- Your assignment: Please carry on the post about context as the key to enterprise AI value, picking up right after its final sentence.

BEGIN Text passage

This week I’m by the pool and it’s given me the chance to catch up on a lot of the latest in the Agentic space from the professional front line.
After watching Douwe Kiela's (CEO of Contextual AI and pioneer of RAG technology) presentation on RAG agents in production, I'm struck by how his insights align with what I'm observing in my own work: context is the key battleground for unlocking real enterprise value with AI.
The Context Paradox
Kiela points to what he calls the "context paradox" as the central issue. Language models excel at tasks most humans find challenging—generating code, solving complex math problems, producing creative content. Yet they struggle with what humans do effortlessly: putting problems in the right context based on our expertise and institutional knowledge.
This paradox explains why many enterprise AI deployments remain stuck in the "convenience" quadrant (the place where most of the “experts” on LinkedIn play) rather than delivering truly differentiated value.
As you climb the value ladder toward business transformation, the contextual demands increase exponentially and the low-code now-code platforms all the grifters are using become obsolete.

END Text passage
BEGIN Recorded information

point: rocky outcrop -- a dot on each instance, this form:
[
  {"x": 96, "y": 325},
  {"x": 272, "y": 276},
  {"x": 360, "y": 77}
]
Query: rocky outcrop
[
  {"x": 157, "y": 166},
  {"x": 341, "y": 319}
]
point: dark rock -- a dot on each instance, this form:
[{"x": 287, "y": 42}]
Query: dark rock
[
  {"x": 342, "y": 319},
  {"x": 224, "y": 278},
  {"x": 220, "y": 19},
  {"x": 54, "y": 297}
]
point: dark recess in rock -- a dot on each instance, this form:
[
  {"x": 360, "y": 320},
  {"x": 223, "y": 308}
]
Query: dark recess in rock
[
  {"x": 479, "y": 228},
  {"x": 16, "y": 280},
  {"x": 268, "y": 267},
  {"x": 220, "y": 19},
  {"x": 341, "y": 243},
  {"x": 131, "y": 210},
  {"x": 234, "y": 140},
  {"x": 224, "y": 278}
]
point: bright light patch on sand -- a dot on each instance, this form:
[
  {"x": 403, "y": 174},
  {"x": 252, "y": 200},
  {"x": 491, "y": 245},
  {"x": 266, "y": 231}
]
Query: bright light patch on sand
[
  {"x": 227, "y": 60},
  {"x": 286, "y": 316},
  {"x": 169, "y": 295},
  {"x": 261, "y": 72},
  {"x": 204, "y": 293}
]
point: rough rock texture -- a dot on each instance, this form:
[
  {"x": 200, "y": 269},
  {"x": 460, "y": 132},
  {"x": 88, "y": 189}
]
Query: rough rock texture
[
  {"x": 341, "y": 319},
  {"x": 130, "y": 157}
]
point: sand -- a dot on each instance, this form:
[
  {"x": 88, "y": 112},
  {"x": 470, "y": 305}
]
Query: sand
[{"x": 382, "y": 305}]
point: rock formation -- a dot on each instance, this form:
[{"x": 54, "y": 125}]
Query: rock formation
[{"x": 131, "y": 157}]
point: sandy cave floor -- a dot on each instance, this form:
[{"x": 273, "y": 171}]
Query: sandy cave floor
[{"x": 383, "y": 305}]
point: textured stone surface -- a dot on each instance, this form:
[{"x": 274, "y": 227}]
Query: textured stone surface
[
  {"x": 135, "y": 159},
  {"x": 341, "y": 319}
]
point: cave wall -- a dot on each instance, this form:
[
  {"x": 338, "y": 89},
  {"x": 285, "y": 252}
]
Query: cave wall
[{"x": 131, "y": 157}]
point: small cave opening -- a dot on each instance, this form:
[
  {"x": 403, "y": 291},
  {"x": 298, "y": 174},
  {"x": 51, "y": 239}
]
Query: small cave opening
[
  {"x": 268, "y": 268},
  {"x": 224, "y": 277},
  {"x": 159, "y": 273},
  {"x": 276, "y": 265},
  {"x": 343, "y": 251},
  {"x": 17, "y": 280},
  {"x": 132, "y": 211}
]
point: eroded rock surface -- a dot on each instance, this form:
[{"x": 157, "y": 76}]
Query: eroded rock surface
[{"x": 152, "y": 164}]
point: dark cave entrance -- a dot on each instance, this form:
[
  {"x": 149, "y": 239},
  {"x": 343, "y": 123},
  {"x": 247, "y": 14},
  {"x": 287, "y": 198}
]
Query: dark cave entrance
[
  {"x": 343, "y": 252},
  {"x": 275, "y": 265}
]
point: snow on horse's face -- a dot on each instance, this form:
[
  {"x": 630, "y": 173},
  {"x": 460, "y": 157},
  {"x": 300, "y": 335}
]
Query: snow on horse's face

END Recorded information

- Answer for this exercise:
10 Critical Lessons for Deploying RAG Agents in Enterprise Settings
Let's examine the key insights from Kiela's experience deploying RAG systems at scale, and how they relate to the economics and practical realities of building viable AI agent systems:
1. Systems Trump Models
Language models may get all the attention, but they're only about 20% of an effective enterprise AI solution. The RAG pipeline around the model—how you retrieve, process, and apply information—matters far more than having the latest LLM.
A great system with a mediocre model will outperform a great model with a mediocre system every time.
This remains the biggest problem with the constant shitposting on LinkedIn - nobody really cares what model you use in the wider context of the architecture and business objective of your solution. I continue to be stunned at how many people “like” such crap.
2. Specialise
While general-purpose AI assistants get the headlines, specialised systems that capture domain-specific expertise deliver more value in enterprise settings.
This specialisation creates a competitive moat that generic AI cannot match, particularly for domain-specific problems where the context is crucial.
This is exactly what I was talking about in this article where I introduce the concept of the Repeatable Expertise Pattern for Agentic use cases and it’s what I advocate for in my business.
3. Scale With Your Data
Your company's data isn't just an asset—it is your company in the long term. Why? Because people leave, but you data doesn’t.
The challenge isn't perfecting your data before AI can use it; it's building AI that can work effectively with your imperfect, messy data at scale. Companies that succeed here develop a significant competitive advantage.
4. Design for Production, Not Pilots
This lesson resonates deeply with my work on AI agent economics. Pilots are deceptively easy—building a demo RAG system with a few documents and ten users is trivial. But scaling to tens of thousands of documents, thousands of users, and dozens of use cases while meeting enterprise security and compliance requirements?
That's where most initiatives falter.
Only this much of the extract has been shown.